Work to do
Return the listing below line for line and without alteration, leaving out the pictures.

-- Provided records start --

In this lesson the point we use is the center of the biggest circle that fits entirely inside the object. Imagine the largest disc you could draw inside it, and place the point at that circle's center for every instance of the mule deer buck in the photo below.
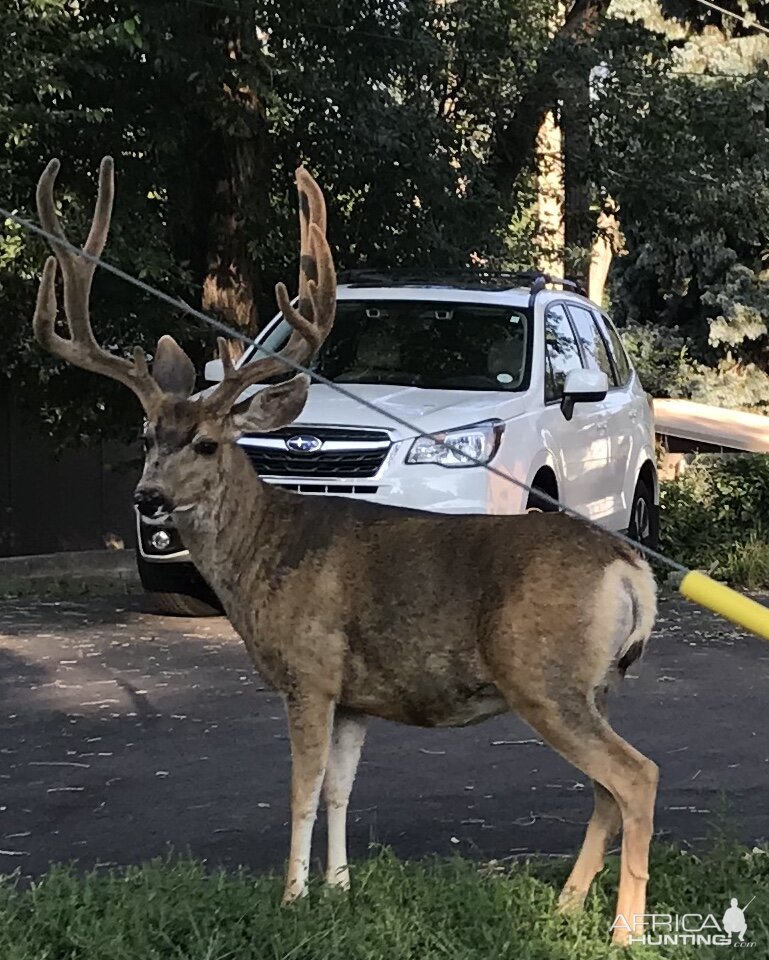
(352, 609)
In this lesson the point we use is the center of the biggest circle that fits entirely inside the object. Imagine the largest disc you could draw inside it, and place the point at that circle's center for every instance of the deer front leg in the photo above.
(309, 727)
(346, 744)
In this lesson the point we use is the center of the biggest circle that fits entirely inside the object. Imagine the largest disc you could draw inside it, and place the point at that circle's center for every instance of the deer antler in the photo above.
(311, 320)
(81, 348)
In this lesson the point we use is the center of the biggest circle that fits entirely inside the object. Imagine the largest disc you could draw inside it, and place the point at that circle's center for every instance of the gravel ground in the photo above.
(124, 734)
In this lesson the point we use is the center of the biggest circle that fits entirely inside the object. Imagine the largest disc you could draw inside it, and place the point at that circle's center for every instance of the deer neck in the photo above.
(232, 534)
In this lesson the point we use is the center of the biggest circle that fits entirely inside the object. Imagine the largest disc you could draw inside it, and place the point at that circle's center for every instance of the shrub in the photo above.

-- Provided records end --

Correct output
In this lesson the point we use is the center of the biggest circle that fits entirely inside the object. Imagine the largest disc you could draw inside it, and place the point at that circle's center for every instance of the mule deer buck in the photo below.
(352, 609)
In this lesson the point we use is the center of the biggest circle that fits entirely inside the object. Imagine the largest disc you could draw inside it, and place the point at that circle's center for every instance of the deer front leg in the photo above.
(309, 727)
(346, 744)
In this lesson the point we use is the center of the biggest circle that fits entirely inside the object. Imagine the largest disc you could draw inside it, and place the point at that circle's center for every instance of the deer antler in the photo above.
(311, 320)
(81, 348)
In this lesson the point we use is the center of the biggest circle that fits entirely inside the object. Imagine the largest disc you could draw inside it, and place the point at that circle's center for every instance of the gravel ground in the photo above.
(124, 734)
In this lesson the point we use is the center of the biggest circle that fits entirely inside the object. Imagine the largest disc you could draw inside it, and place the point at that circle's center for every instance of the deer neck in the photo above.
(232, 534)
In this lesson the point we use is the center of the biggest circle that fits entirely inside the object. Imagine the largest disc you could draw inside it, and place the point at that circle's center for every instance of the shrub in the photo above.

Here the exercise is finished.